Task item –
Please copy, with no word changed, only the run of lines that opens with the line containing "For every instance of the green" and closes with the last line below.

*** Records to process Section Begins ***

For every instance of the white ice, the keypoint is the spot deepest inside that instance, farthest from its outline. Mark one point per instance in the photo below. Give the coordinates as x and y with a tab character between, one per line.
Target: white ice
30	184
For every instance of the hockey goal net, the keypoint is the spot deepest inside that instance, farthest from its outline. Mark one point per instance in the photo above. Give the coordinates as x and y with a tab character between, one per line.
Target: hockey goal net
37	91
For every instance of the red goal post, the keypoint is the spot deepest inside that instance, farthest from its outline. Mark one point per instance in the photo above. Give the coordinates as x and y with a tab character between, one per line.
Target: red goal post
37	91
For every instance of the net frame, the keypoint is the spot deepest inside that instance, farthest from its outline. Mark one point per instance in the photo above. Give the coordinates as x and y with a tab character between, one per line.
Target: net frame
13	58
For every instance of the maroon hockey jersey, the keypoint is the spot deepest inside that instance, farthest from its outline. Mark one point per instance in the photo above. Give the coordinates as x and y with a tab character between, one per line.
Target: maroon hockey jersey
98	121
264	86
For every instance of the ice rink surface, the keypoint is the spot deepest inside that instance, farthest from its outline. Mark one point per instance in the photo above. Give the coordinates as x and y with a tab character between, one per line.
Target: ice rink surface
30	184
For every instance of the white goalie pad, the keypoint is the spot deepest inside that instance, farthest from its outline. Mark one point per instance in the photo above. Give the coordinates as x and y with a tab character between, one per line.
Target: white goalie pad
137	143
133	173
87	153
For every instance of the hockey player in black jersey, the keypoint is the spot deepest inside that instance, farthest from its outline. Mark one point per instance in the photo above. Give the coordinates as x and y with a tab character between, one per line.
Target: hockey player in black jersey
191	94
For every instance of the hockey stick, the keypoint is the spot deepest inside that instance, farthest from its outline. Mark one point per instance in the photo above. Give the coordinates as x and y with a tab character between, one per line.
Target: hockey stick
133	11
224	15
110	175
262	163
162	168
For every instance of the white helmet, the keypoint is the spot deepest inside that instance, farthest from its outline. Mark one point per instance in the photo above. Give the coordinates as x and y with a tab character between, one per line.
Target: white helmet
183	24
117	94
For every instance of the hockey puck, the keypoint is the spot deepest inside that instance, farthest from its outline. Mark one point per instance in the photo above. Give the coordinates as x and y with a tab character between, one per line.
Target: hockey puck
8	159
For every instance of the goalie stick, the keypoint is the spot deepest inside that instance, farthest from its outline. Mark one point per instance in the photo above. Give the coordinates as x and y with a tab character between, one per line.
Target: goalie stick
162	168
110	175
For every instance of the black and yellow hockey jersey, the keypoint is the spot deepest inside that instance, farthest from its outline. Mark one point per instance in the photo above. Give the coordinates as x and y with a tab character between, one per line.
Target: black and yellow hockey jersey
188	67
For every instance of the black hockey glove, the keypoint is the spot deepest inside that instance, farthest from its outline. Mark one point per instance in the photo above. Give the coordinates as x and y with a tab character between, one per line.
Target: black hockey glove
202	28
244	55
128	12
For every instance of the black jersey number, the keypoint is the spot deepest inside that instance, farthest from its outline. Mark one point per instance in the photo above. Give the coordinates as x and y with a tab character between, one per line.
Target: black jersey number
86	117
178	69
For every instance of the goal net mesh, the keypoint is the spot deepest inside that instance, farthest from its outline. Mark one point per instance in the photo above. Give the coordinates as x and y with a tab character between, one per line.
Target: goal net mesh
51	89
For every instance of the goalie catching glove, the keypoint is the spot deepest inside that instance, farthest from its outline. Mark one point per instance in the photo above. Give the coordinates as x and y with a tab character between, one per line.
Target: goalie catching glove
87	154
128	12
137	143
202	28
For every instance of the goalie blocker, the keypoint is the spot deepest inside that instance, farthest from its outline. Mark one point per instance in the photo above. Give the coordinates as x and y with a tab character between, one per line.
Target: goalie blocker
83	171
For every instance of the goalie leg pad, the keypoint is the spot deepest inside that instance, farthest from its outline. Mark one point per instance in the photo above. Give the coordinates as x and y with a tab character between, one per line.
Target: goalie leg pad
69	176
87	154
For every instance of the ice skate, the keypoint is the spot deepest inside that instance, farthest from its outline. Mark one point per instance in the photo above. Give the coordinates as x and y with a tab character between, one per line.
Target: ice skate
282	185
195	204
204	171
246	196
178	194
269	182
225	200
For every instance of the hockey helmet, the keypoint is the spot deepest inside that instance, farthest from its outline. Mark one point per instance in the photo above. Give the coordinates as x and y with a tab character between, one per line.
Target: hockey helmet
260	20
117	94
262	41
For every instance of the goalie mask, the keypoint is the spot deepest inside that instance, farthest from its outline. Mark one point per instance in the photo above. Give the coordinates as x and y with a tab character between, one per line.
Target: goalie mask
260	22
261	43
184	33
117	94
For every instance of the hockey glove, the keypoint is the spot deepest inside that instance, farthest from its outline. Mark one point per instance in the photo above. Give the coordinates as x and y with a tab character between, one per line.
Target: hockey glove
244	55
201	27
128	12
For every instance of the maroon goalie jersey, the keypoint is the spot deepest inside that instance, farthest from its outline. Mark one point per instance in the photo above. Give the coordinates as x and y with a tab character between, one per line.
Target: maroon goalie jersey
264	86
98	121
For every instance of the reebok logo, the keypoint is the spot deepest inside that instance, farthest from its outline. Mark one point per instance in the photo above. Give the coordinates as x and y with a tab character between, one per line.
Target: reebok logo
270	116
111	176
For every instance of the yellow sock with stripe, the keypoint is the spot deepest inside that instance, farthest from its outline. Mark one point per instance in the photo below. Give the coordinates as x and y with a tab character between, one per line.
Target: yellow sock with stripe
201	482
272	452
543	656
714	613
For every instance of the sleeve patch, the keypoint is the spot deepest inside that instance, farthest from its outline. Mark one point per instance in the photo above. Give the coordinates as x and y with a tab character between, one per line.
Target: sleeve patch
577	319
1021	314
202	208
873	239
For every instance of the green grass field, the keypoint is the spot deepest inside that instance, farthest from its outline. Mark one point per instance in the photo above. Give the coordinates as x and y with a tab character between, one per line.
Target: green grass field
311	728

*** Records to process Section Ends ***

Task response –
For every instance of the green grass field, the keypoint is the spot deepest inside that instance, farthest from its outline. Mark one point per instance in the photo above. Give the coordinates as x and y with a tab character between, one per line.
Target: green grass field
311	728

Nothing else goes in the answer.